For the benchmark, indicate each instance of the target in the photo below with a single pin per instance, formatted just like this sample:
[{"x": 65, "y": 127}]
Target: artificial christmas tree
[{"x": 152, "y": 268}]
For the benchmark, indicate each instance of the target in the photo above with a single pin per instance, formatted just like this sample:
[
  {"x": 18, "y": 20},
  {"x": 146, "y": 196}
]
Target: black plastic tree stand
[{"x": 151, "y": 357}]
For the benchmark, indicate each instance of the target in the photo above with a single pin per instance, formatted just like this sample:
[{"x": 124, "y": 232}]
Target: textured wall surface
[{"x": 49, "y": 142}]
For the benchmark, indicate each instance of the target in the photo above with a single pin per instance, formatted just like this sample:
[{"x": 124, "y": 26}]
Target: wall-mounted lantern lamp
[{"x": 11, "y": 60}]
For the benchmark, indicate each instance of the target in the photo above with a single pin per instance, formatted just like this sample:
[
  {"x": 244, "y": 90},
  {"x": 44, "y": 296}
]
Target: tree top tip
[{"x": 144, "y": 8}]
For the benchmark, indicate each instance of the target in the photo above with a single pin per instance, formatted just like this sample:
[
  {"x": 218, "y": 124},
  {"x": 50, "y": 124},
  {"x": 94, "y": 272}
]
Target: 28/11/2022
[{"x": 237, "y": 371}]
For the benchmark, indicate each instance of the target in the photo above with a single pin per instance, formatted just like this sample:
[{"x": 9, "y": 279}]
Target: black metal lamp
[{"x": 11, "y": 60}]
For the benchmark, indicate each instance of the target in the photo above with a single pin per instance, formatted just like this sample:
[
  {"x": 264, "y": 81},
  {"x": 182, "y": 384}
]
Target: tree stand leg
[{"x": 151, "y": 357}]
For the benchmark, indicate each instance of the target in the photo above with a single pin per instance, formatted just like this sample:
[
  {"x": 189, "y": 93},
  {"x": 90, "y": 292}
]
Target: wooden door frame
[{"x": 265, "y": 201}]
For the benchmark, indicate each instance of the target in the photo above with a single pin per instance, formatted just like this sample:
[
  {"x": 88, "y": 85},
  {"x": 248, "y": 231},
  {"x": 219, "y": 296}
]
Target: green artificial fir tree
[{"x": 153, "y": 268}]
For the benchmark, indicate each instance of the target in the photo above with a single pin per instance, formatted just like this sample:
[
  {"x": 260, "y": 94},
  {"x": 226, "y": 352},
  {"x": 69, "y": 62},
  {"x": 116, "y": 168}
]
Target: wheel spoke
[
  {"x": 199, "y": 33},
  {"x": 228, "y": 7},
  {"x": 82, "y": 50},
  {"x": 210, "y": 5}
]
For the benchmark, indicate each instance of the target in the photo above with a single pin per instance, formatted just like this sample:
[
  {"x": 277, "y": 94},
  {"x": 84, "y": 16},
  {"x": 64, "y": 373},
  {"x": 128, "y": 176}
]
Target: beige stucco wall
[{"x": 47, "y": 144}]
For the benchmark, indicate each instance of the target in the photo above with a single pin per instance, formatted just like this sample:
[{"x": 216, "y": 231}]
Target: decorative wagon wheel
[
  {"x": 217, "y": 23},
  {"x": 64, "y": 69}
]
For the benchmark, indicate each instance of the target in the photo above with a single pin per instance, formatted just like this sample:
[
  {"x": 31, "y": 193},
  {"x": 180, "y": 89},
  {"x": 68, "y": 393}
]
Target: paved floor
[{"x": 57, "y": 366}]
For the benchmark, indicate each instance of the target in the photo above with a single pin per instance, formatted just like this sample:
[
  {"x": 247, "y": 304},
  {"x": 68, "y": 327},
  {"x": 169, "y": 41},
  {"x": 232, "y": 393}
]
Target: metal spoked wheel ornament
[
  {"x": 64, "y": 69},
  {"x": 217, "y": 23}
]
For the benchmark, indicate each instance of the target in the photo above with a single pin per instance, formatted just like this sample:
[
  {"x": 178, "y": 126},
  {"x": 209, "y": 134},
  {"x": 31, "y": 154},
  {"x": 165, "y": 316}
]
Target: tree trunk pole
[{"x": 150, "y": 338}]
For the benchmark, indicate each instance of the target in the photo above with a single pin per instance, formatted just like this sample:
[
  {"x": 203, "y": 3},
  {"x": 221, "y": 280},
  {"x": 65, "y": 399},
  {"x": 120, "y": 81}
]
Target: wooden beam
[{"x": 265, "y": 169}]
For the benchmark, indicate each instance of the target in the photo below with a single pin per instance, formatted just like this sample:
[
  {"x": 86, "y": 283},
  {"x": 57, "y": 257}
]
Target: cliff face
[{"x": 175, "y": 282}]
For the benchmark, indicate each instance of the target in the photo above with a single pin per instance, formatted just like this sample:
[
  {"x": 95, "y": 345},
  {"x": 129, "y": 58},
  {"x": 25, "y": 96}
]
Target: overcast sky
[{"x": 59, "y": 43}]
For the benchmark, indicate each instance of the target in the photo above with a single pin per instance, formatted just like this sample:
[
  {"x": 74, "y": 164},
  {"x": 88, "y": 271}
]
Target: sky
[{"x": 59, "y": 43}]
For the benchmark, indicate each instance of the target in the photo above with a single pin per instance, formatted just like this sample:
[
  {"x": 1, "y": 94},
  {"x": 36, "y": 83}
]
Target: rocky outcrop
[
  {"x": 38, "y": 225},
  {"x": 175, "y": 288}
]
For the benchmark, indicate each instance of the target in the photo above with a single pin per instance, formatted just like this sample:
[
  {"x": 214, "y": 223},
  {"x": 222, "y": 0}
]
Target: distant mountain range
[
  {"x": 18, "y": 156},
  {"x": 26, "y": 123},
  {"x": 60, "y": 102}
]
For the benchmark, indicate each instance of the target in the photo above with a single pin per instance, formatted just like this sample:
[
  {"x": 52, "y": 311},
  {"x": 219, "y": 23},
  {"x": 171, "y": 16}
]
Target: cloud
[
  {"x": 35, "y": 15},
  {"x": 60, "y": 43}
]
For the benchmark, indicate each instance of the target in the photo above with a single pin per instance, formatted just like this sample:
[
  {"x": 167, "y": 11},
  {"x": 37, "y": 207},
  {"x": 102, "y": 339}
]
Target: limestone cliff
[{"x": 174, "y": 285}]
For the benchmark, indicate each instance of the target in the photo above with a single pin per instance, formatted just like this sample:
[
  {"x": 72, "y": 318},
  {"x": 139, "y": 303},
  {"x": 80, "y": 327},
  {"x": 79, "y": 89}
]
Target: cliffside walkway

» **Problem description**
Write the material out exactly, with nothing left out.

» **Complete response**
For the benchmark, indicate each instance of the target in the photo below with a single pin per instance, formatted just like this sample:
[{"x": 65, "y": 127}]
Target: artificial christmas tree
[{"x": 152, "y": 268}]
For the benchmark, indicate each instance of the target in the photo above with a single pin per instance, formatted just like this sample:
[
  {"x": 18, "y": 20},
  {"x": 146, "y": 196}
]
Target: black plastic tree stand
[{"x": 151, "y": 357}]
For the benchmark, indicate each instance of the target in the photo above with a single pin per instance, formatted just like this sample:
[{"x": 124, "y": 232}]
Target: textured wall surface
[{"x": 49, "y": 142}]
For the benchmark, indicate each instance of the target in the photo above with a single pin per instance, formatted just like this sample:
[{"x": 124, "y": 26}]
Target: wall-mounted lantern lamp
[{"x": 11, "y": 60}]
For the benchmark, indicate each instance of the target in the photo above with a single pin per instance, formatted just like this sample:
[
  {"x": 244, "y": 90},
  {"x": 44, "y": 296}
]
Target: tree top tip
[{"x": 144, "y": 8}]
For the benchmark, indicate each instance of the target in the photo above with a single pin per instance, formatted just like this sample:
[
  {"x": 218, "y": 124},
  {"x": 50, "y": 124},
  {"x": 94, "y": 272}
]
Target: 28/11/2022
[{"x": 237, "y": 371}]
For the benchmark, indicate each instance of the target in the photo above with a single pin per instance, formatted just like this sample:
[{"x": 9, "y": 279}]
Target: black metal lamp
[{"x": 11, "y": 60}]
For the benchmark, indicate each instance of the target in the photo above with a single pin per instance, formatted just like this sample:
[
  {"x": 264, "y": 81},
  {"x": 182, "y": 384}
]
Target: tree stand leg
[{"x": 151, "y": 357}]
For the benchmark, indicate each instance of the target in the photo above with a single pin per instance, formatted just like this sample:
[
  {"x": 189, "y": 93},
  {"x": 90, "y": 292}
]
Target: wooden door frame
[{"x": 265, "y": 201}]
For the benchmark, indicate each instance of the target in the photo above with a single pin per instance, formatted just like this sample:
[
  {"x": 88, "y": 85},
  {"x": 248, "y": 231},
  {"x": 219, "y": 296}
]
Target: green artificial fir tree
[{"x": 153, "y": 268}]
For the benchmark, indicate each instance of the target in the photo above with a single pin per instance, formatted just like this sample:
[
  {"x": 260, "y": 94},
  {"x": 226, "y": 352},
  {"x": 69, "y": 62},
  {"x": 116, "y": 168}
]
Target: wheel spoke
[
  {"x": 199, "y": 33},
  {"x": 228, "y": 7},
  {"x": 82, "y": 50},
  {"x": 210, "y": 5}
]
For the benchmark, indicate each instance of the target in the photo above with a single pin per instance, formatted just like this sample:
[
  {"x": 277, "y": 94},
  {"x": 84, "y": 16},
  {"x": 64, "y": 373},
  {"x": 128, "y": 176}
]
Target: beige stucco wall
[{"x": 47, "y": 144}]
For the benchmark, indicate each instance of the target in the photo above with a single pin per instance, formatted just like this sample:
[{"x": 216, "y": 231}]
Target: decorative wagon wheel
[
  {"x": 217, "y": 23},
  {"x": 64, "y": 69}
]
For the benchmark, indicate each instance of the target in the photo above with a single pin per instance, formatted just like this sample:
[
  {"x": 31, "y": 193},
  {"x": 180, "y": 89},
  {"x": 68, "y": 393}
]
Target: paved floor
[{"x": 57, "y": 366}]
For the benchmark, indicate each instance of the target in the photo above with a single pin per instance, formatted just like this sample:
[
  {"x": 247, "y": 304},
  {"x": 68, "y": 327},
  {"x": 169, "y": 41},
  {"x": 232, "y": 393}
]
Target: metal spoked wheel ornament
[
  {"x": 64, "y": 69},
  {"x": 217, "y": 23}
]
For the benchmark, indicate each instance of the target in the photo above with a single pin per instance, formatted just like this sample:
[
  {"x": 178, "y": 126},
  {"x": 209, "y": 134},
  {"x": 31, "y": 154},
  {"x": 165, "y": 316}
]
Target: tree trunk pole
[{"x": 150, "y": 338}]
For the benchmark, indicate each instance of the target in the photo above with a single pin per instance, formatted just like this sample:
[
  {"x": 203, "y": 3},
  {"x": 221, "y": 280},
  {"x": 65, "y": 399},
  {"x": 120, "y": 81}
]
Target: wooden beam
[{"x": 265, "y": 169}]
For the benchmark, indicate each instance of the target in the photo below with a single pin per instance, formatted just like this sample:
[
  {"x": 86, "y": 283},
  {"x": 57, "y": 257}
]
Target: cliff face
[{"x": 175, "y": 282}]
For the benchmark, indicate each instance of the target in the photo above with a single pin per instance, formatted just like this sample:
[
  {"x": 95, "y": 345},
  {"x": 129, "y": 58},
  {"x": 25, "y": 96}
]
Target: overcast sky
[{"x": 59, "y": 43}]
For the benchmark, indicate each instance of the target in the photo above with a single pin per instance, formatted just like this sample:
[
  {"x": 74, "y": 164},
  {"x": 88, "y": 271}
]
Target: sky
[{"x": 59, "y": 43}]
For the benchmark, indicate each instance of the target in the photo above with a single pin per instance, formatted just like this sample:
[
  {"x": 1, "y": 94},
  {"x": 36, "y": 83}
]
Target: rocky outcrop
[
  {"x": 38, "y": 225},
  {"x": 175, "y": 288}
]
For the benchmark, indicate each instance of the target in the photo above with a single pin per instance, formatted just like this sample:
[
  {"x": 214, "y": 223},
  {"x": 222, "y": 0}
]
Target: distant mountain range
[
  {"x": 18, "y": 156},
  {"x": 26, "y": 123},
  {"x": 60, "y": 102}
]
For the benchmark, indicate each instance of the target in the photo above with a single pin per instance, formatted just like this sample:
[
  {"x": 52, "y": 311},
  {"x": 219, "y": 23},
  {"x": 171, "y": 16}
]
Target: cloud
[
  {"x": 35, "y": 15},
  {"x": 60, "y": 43}
]
For the benchmark, indicate each instance of the target in the photo above with a single pin per instance, formatted just like this sample:
[
  {"x": 167, "y": 11},
  {"x": 37, "y": 207},
  {"x": 102, "y": 339}
]
Target: limestone cliff
[{"x": 174, "y": 285}]
For the benchmark, indicate each instance of the target in the photo above with a single pin per instance, formatted just like this sample:
[
  {"x": 72, "y": 318},
  {"x": 139, "y": 303},
  {"x": 80, "y": 327},
  {"x": 79, "y": 89}
]
Target: cliffside walkway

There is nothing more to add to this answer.